> _EXERCISE AIM_:
Please count the lines in the records below that contain the string "shoreline", matching case exactly, and reply with only that number.

> _DATA LINES_:
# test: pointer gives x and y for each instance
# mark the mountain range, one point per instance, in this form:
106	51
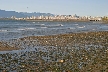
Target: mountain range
4	13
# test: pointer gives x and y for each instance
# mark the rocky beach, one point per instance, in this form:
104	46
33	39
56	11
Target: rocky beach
73	52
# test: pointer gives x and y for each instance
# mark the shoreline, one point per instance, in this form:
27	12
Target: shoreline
79	52
55	40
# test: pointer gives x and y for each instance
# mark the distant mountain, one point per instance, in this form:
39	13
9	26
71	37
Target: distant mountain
37	14
4	13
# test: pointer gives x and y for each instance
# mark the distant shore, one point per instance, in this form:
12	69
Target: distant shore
51	20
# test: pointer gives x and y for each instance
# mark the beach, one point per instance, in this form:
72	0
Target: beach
80	52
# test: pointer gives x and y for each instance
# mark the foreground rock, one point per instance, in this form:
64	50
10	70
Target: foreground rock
6	47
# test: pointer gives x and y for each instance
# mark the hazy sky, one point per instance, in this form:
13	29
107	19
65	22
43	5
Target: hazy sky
79	7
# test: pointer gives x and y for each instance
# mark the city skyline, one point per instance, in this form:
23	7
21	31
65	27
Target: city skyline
70	7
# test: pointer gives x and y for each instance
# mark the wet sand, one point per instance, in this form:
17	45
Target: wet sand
74	52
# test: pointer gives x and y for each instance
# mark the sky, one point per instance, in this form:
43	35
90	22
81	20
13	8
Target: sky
62	7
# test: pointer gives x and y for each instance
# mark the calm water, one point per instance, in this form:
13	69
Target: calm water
11	30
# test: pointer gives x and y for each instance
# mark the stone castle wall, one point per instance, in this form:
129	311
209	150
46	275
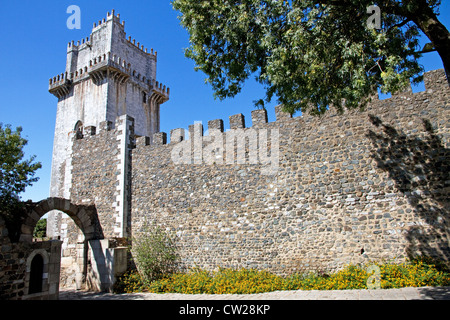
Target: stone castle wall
304	193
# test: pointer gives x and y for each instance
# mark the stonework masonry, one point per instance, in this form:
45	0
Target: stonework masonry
295	194
347	188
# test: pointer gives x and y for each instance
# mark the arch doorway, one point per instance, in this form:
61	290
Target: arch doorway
36	274
84	217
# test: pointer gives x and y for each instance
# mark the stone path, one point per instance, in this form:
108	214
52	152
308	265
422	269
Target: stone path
423	293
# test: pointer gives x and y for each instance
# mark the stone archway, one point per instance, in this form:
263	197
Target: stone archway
85	217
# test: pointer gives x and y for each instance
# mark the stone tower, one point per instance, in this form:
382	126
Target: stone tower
106	76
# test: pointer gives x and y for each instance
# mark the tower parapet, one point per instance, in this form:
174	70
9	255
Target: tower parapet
107	75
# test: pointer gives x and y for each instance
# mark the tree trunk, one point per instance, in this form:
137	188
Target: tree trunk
428	22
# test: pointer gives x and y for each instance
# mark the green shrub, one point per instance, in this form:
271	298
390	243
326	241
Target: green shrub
154	253
421	271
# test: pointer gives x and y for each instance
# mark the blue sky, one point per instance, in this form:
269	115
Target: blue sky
34	38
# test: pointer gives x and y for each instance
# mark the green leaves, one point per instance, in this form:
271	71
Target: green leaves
15	173
309	54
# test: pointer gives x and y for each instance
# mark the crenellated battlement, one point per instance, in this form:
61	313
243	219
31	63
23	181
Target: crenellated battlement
102	66
434	80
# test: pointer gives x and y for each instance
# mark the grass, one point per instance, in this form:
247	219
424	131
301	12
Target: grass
418	272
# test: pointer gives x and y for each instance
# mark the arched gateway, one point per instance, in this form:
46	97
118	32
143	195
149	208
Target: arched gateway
85	217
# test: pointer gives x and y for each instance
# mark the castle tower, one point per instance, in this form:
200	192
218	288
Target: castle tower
106	76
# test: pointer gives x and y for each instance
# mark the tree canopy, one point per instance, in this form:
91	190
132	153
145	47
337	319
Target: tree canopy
15	172
312	54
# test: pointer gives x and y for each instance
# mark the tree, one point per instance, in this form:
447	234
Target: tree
15	173
312	54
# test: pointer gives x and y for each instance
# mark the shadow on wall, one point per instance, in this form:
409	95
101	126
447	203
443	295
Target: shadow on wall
419	165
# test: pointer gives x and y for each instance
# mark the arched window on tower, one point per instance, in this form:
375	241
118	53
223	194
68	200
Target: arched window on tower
36	274
78	128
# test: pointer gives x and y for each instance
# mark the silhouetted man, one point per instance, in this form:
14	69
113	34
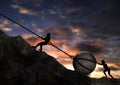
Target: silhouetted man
106	68
47	40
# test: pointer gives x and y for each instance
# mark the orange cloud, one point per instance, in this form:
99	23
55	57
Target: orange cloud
6	29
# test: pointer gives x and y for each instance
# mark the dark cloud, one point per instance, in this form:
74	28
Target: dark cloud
89	48
111	67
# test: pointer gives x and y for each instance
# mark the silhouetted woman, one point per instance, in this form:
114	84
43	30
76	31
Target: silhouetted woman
106	68
46	41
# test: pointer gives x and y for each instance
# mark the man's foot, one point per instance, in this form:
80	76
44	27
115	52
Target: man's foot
34	47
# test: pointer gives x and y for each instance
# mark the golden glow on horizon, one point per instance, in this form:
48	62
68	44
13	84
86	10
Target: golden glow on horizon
67	62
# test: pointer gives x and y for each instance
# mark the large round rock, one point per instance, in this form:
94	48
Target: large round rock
84	62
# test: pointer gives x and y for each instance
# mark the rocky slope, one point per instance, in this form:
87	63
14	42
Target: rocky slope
20	64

> _EXERCISE OUTPUT_:
2